**GOAL**: Put the rows below into a numbered list, dropping any blank lines.

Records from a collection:

──────

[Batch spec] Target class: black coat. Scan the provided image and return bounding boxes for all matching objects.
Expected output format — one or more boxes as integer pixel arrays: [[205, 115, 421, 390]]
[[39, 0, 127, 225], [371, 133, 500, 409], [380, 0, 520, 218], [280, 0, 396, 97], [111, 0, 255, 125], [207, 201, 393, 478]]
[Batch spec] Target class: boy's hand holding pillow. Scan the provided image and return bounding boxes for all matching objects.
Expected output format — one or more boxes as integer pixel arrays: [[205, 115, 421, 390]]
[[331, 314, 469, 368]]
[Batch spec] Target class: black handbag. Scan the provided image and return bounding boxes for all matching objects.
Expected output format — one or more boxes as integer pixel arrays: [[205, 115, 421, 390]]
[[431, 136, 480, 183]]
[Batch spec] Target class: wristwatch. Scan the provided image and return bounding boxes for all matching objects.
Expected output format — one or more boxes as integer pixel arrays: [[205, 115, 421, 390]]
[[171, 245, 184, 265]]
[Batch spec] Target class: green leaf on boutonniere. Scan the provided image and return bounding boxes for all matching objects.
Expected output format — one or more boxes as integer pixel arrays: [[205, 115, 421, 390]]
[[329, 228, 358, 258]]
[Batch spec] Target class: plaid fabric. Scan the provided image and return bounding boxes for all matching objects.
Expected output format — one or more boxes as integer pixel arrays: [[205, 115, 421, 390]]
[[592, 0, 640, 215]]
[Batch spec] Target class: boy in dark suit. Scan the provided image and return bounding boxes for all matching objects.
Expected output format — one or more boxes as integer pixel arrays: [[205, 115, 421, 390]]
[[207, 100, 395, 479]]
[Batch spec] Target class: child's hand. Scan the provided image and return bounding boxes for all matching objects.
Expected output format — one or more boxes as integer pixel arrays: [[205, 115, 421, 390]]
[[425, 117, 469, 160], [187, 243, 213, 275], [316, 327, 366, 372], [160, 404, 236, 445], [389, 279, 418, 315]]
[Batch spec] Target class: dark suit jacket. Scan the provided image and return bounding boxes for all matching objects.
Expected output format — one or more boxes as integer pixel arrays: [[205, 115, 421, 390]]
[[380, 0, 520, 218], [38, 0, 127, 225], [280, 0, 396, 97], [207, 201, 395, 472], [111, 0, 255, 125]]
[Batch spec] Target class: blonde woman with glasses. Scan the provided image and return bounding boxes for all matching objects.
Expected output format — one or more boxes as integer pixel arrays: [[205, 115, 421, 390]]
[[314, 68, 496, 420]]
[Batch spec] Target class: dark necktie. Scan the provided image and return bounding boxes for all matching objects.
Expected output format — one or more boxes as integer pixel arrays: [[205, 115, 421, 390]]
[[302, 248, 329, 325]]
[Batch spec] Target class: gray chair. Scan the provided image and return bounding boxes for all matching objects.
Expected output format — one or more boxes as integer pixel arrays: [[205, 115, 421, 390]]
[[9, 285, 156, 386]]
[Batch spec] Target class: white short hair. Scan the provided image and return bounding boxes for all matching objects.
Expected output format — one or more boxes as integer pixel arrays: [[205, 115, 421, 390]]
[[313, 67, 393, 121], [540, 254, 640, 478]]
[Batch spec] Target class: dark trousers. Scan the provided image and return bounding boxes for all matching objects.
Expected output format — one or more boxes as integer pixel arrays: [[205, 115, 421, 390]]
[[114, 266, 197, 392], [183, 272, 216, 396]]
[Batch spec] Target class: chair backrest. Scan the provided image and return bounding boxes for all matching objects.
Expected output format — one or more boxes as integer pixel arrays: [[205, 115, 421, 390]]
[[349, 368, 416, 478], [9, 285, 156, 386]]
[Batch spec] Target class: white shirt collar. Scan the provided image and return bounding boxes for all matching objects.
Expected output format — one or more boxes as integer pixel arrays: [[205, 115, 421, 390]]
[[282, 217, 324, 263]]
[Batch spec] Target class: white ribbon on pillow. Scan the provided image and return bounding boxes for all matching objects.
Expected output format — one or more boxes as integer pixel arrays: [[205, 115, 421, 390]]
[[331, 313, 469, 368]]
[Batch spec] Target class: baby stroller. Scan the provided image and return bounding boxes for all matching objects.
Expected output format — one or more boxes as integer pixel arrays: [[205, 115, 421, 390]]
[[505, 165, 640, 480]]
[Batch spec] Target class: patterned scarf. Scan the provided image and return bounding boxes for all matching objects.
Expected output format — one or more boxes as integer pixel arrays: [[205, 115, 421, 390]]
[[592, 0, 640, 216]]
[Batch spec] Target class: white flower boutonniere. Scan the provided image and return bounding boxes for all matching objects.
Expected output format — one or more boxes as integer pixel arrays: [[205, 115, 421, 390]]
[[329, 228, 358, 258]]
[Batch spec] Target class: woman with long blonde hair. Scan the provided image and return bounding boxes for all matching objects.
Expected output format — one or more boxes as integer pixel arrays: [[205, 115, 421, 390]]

──────

**FINISHED EXERCISE**:
1. [Batch spec] Target class: black coat. Scan the provided image and return bounding boxes for all matching objects.
2. Expected output format — one or more boxes as integer pixel arrays: [[205, 115, 421, 390]]
3. [[39, 0, 127, 225], [371, 133, 500, 409], [380, 0, 520, 218], [280, 0, 396, 97], [111, 0, 255, 125], [207, 201, 393, 478]]
4. [Batch spec] Target class: boy's hand holding pillow. Scan the provided image and return bounding boxes for all matching objects.
5. Expected output format — one or more boxes as integer pixel arrays: [[205, 115, 421, 390]]
6. [[331, 314, 469, 368]]
7. [Batch spec] Target class: black handbag. Scan the provided image and return bounding boxes for all matching objects.
8. Expected output format — one or more boxes as integer pixel arrays: [[205, 115, 421, 390]]
9. [[431, 136, 480, 183]]
10. [Batch spec] Target class: wristwatch. Scan the provided image and return bounding boxes for all matching objects.
11. Expected output format — one or more boxes as integer pixel arrays: [[205, 115, 421, 390]]
12. [[171, 245, 184, 265]]
13. [Batch spec] Target class: green leaf on boutonniere. Scan the provided image and return bounding boxes for all matching objects.
14. Expected output format — one or more boxes as integer pixel arrays: [[205, 115, 421, 390]]
15. [[329, 228, 358, 258]]
16. [Batch spec] Target class: plaid fabric. Scan the provided image and return bounding boxes for all matching objects.
17. Expected output format — one or more boxes as integer pixel arrays: [[205, 115, 421, 390]]
18. [[592, 0, 640, 215]]
19. [Batch spec] Target class: boy in dark suit. Scan the provided image and return bounding boxes for all matching objects.
20. Expected output format — one or more boxes as integer pixel arrays: [[205, 115, 421, 390]]
21. [[207, 100, 395, 479]]
22. [Batch spec] Target class: child's hand. Scan the provided image and return bounding boxes for all matching objects.
23. Expected output format — one or more boxes as integer pixel arrays: [[205, 115, 421, 390]]
24. [[425, 117, 469, 160], [187, 243, 213, 275], [316, 327, 366, 372], [160, 404, 236, 445], [389, 279, 418, 315]]
25. [Batch spec] Target class: dark suit jacket. Scan the provided image and return bounding boxes for all matching objects.
26. Expected output format — one or more boxes as integer pixel arrays: [[205, 115, 421, 390]]
27. [[380, 0, 520, 218], [38, 0, 127, 225], [280, 0, 396, 97], [207, 201, 395, 472], [111, 0, 255, 125]]
28. [Batch spec] Target class: blonde woman with glasses. Scan the provided image and return bounding boxes for all matching objects.
29. Expected output format — one or more boxes as integer pixel arrays: [[205, 115, 421, 390]]
30. [[314, 68, 496, 420]]
31. [Batch spec] Target class: dark necktie. Scan the provided image and return bounding boxes for all matching objects.
32. Expected output format — one or more boxes as integer pixel arrays: [[205, 115, 421, 390]]
33. [[302, 248, 329, 325]]
34. [Batch spec] Target class: gray chair. Scan the provided image and return bounding boxes for all matching objects.
35. Expected output format — one or more boxes as integer pixel arrays: [[205, 115, 421, 390]]
36. [[9, 285, 156, 386]]
37. [Batch spec] Target class: white short hair. Scan the provided image and return bounding boxes for all matching objects.
38. Expected output format — one or more boxes as integer pixel arrays: [[205, 115, 421, 390]]
39. [[313, 67, 393, 121], [540, 254, 640, 478]]
40. [Batch spec] Target class: dark trousers. Scan the provided image and return bounding boxes for all matching objects.
41. Expected output format — one or more boxes as integer pixel arrays: [[205, 115, 421, 390]]
42. [[114, 266, 197, 392], [183, 272, 216, 396]]
43. [Batch spec] Target class: chair backrest. Scan the provided image and return bounding boxes for all matching objects.
44. Expected output format — one or more boxes as integer pixel arrays: [[205, 115, 421, 390]]
45. [[349, 368, 416, 478], [9, 285, 156, 386]]
46. [Batch spec] Target class: white shirt collar. Scan the provided image and return bounding boxes for all matching objects.
47. Expected output format — one or more boxes as integer pixel arrays: [[205, 115, 421, 390]]
48. [[282, 217, 324, 263]]
49. [Batch spec] Target class: white ribbon on pillow. Scan the provided image and return bounding boxes for all matching objects.
50. Expected output format — one or more boxes as integer pixel arrays: [[205, 115, 421, 390]]
51. [[331, 313, 469, 368]]
52. [Batch spec] Target class: baby stroller. Scan the provided image and return bounding boxes for all matching objects.
53. Expected output format — one or more boxes as integer pixel arrays: [[205, 115, 421, 390]]
54. [[505, 165, 640, 480]]
55. [Batch spec] Target class: patterned scarf. Scan the provided image and return bounding boxes for all matching objects.
56. Expected output format — one or more boxes as integer pixel arrays: [[205, 115, 421, 390]]
57. [[592, 0, 640, 216]]
58. [Batch spec] Target class: white flower boutonniere. Scan the provided image and return bounding boxes for all matching objects.
59. Expected output format — one or more boxes as integer pixel arrays: [[205, 115, 421, 390]]
60. [[329, 228, 358, 258]]
61. [Batch spec] Target class: woman with long blonde hair. Scan the provided image and return bounding boxes for all matching objects.
62. Expected output format — one or more boxes as integer pixel arrays: [[205, 115, 421, 390]]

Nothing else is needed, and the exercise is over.